## DIRECTIONS FOR THIS TASK
Look through the listing below and report every line that contains "tree".
[Opening RECORD SET section]
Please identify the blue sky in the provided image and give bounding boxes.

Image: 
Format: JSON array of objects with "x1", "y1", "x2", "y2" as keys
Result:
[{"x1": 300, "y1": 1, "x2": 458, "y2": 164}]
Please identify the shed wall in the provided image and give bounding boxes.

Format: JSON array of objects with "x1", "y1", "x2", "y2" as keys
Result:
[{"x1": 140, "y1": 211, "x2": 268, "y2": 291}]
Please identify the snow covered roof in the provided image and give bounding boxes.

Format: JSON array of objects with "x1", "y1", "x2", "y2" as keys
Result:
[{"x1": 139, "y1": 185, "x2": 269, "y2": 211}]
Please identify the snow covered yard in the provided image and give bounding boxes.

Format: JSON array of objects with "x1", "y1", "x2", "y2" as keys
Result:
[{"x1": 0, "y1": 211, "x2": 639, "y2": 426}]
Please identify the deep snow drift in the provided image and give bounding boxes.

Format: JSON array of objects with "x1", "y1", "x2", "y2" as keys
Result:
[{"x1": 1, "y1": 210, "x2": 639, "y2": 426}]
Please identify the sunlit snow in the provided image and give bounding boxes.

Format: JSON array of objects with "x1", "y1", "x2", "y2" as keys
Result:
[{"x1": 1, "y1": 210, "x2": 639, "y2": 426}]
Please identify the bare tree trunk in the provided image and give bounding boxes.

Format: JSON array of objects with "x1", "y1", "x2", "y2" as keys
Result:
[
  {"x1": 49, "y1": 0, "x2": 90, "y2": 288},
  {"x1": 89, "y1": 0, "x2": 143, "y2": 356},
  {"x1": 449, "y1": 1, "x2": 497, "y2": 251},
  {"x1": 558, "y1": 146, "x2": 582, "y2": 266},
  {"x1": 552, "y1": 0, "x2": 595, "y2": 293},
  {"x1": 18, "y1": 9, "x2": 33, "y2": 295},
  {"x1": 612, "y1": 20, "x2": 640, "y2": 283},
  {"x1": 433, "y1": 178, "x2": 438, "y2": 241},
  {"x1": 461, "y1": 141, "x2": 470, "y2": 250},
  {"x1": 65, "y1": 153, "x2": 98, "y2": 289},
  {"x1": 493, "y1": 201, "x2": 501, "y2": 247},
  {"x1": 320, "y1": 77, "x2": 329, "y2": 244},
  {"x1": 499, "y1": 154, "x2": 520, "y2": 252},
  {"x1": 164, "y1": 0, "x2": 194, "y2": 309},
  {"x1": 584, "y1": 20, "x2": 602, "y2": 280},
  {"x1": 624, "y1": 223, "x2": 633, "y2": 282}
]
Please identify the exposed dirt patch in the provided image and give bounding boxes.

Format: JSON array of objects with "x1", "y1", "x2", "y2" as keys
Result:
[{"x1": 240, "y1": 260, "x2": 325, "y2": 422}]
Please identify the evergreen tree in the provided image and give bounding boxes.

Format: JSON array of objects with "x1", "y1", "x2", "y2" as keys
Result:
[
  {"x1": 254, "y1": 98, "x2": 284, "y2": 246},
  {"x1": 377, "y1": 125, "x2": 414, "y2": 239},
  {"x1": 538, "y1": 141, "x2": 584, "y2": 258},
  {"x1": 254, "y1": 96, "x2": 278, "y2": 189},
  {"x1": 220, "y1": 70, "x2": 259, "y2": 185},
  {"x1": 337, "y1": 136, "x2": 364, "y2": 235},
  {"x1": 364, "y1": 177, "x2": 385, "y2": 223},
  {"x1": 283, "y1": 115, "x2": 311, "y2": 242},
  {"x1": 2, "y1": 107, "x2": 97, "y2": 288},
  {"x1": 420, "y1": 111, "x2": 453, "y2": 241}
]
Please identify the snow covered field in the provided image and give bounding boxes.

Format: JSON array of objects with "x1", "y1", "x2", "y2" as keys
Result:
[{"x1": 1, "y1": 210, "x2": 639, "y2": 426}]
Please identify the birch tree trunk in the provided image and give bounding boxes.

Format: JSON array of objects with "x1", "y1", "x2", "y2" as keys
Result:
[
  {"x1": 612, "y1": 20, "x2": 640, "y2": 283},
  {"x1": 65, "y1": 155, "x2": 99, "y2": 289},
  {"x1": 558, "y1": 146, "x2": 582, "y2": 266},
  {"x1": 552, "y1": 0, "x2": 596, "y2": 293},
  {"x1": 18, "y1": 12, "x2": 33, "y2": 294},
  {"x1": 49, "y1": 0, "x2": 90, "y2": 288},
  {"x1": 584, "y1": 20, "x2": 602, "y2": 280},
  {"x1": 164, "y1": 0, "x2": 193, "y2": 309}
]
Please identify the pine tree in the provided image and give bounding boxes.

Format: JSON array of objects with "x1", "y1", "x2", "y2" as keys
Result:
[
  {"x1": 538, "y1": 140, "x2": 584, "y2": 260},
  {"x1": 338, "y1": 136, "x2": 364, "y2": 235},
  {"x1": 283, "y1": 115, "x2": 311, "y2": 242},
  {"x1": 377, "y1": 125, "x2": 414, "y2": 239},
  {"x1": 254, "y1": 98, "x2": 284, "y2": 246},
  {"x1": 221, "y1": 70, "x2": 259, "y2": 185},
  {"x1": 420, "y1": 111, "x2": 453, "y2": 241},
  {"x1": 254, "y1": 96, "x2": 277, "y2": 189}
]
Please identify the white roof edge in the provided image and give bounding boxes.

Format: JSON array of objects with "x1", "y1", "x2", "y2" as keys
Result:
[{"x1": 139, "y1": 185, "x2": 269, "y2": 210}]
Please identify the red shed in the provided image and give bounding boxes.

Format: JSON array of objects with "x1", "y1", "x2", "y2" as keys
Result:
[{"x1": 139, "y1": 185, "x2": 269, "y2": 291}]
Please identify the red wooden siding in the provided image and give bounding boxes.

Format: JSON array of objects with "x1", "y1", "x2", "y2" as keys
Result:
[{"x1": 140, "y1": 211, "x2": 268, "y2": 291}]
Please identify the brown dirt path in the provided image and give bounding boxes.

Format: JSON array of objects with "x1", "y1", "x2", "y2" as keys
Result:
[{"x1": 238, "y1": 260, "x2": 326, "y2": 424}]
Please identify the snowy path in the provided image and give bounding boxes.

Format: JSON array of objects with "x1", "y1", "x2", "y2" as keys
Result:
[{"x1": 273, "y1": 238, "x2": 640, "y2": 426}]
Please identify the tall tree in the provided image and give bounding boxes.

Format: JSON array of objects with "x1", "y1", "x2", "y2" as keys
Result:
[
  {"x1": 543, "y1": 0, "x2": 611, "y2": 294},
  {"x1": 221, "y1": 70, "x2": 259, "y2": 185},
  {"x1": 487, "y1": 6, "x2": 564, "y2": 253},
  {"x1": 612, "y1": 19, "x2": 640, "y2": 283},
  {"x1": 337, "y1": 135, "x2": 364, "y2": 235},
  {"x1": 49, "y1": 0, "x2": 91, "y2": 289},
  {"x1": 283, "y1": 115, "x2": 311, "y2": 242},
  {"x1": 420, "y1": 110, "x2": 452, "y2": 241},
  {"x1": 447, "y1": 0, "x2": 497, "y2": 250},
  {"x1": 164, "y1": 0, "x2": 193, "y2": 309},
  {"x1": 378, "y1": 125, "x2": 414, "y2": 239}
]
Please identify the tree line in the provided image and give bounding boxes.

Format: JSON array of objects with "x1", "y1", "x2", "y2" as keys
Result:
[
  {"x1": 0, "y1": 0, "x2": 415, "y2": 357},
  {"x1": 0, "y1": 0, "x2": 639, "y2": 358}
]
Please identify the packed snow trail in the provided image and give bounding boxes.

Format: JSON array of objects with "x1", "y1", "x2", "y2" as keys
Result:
[Closing RECORD SET section]
## SOLUTION TO THE EXERCISE
Please identify the bare tree trunk in the provided image and give bounding boxes.
Please identify the evergreen tree in the provided image and give bounding boxes.
Please identify the birch tree trunk in the provided image and give bounding boxes.
Please identify the pine tree in the provided image and give bounding boxes.
Please identify the tall tree in the provided image and give bounding boxes.
Please identify the tree line in the provided image and give bounding boxes.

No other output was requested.